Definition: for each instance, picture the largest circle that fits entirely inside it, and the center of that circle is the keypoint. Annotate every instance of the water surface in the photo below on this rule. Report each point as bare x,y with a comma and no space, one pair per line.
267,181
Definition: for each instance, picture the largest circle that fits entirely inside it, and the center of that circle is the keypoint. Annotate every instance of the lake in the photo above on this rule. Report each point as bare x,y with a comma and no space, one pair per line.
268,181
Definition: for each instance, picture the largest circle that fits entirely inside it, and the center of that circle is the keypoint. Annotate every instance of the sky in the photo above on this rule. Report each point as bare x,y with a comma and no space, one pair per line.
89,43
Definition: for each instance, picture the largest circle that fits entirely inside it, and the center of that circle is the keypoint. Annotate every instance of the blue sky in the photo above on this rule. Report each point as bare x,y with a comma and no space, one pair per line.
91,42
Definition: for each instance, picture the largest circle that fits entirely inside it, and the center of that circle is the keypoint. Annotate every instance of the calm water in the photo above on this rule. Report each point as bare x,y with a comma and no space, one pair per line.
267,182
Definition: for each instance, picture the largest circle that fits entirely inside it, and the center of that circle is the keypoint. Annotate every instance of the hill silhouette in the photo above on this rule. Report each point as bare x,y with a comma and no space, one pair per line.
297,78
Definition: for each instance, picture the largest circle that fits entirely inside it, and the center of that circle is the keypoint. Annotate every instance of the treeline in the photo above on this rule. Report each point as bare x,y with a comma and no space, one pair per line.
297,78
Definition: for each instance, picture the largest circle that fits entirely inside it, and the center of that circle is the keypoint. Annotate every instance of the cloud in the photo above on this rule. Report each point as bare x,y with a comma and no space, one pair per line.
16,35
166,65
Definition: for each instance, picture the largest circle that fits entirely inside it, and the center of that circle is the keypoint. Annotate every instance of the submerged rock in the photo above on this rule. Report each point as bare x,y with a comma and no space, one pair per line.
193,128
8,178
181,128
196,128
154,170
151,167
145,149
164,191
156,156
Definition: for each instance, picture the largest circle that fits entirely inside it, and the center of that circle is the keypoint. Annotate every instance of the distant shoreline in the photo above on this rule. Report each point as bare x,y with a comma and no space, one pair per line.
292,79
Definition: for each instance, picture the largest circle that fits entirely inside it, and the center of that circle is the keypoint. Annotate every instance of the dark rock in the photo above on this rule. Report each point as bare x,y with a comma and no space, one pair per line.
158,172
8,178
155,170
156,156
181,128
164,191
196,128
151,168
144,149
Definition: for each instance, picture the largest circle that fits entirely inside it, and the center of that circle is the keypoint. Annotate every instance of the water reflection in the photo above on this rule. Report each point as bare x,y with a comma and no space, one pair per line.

• • •

* [REQUIREMENT]:
Please copy out each entry exactly as it appears above.

* [EXERCISE RESULT]:
Definition: for each instance, picture the largest circle that fits entirely inside it, and the center of that circle is the keypoint. Annotate every instance of the water surface in the photo below on this rule. Report each point as bare x,y with a comma and no space, one pair per line.
267,181
Definition: for each instance, picture the largest circle that fits entirely inside it, and the center of that circle is the keypoint. Annotate every instance of the lake in the photo above on this rule. Report each point as bare x,y with a comma and no space, one pair per line.
268,181
Definition: for each instance, picture the largest circle that fits entirely inside it, and the center of that circle is the keypoint. Annotate every instance of the sky in the photo above on this rule. Report each point as bare x,y with a comma and no space, one pair per line.
89,43
Definition: for each instance, picture the largest circle that fits entirely inside it, and the center of that circle is the keypoint. Annotate every instance of the blue sky in the photo above on this rule. Report each point as bare x,y with a comma and no space, one pair per line.
91,42
Definition: for each instance, picture the largest circle that fits entirely inside it, and the center of that circle is the keypoint. Annotate every instance of the calm water in the photo above on this rule. Report each point as bare x,y with a comma and no space, one pair per line.
267,182
Definition: for each instance, picture the largest circle that fits entirely inside it, and the center of that circle is the keypoint. Annotate every instance of the hill silhouette in the photo above on this rule. Report each point as bare x,y with a comma and no space, one pair per line.
297,78
Definition: for each instance, picture the largest circle that fits entirely inside it, and the center of that circle is the keypoint. Annotate every instance of the treeline in the photo above on this rule. Report each point as bare x,y with a comma and no space, one pair per line.
297,78
Definition: for each instance, picture the largest circle that fits entirely inside it, and the center of that circle is the keypoint. Annotate every instance of the cloud in the photo above on this rule. Report each point as bare x,y with a comma and no space, one pair per line.
16,35
166,65
Definition: for each instance, picture the largest circle that fits entirely inside it, and the center of that circle is the keypoint. Annotate every instance of the submerged rock in the photo above on this rule. Report each point as bare x,y with a comma and no space, one pair per line.
193,128
8,178
181,128
196,128
154,170
151,167
145,149
164,191
156,156
Definition: for each instance, picture the largest circle that fits entirely inside it, and the center of that circle is the keypoint. Annotate every instance of the distant shoreline in the photo above on this rule. Report each point as bare x,y with a comma and no space, one pair per line.
292,79
Definition: for each instance, picture the largest circle that fits entirely inside it, and the center of that circle is the keypoint. Annotate every instance of the dark rock in the photo above on this rule. Report each point as bare x,y with a comma and no space, one pair per line.
158,172
8,178
155,170
156,156
181,128
164,191
196,128
151,168
144,149
Definition: for each instance, picture the largest circle that fits entirely inside it, and the center of that circle is the keypoint. Annotate every instance of the water reflection in the photo above on this rule. Report each point as bare x,y with a comma and no space, one pair per line.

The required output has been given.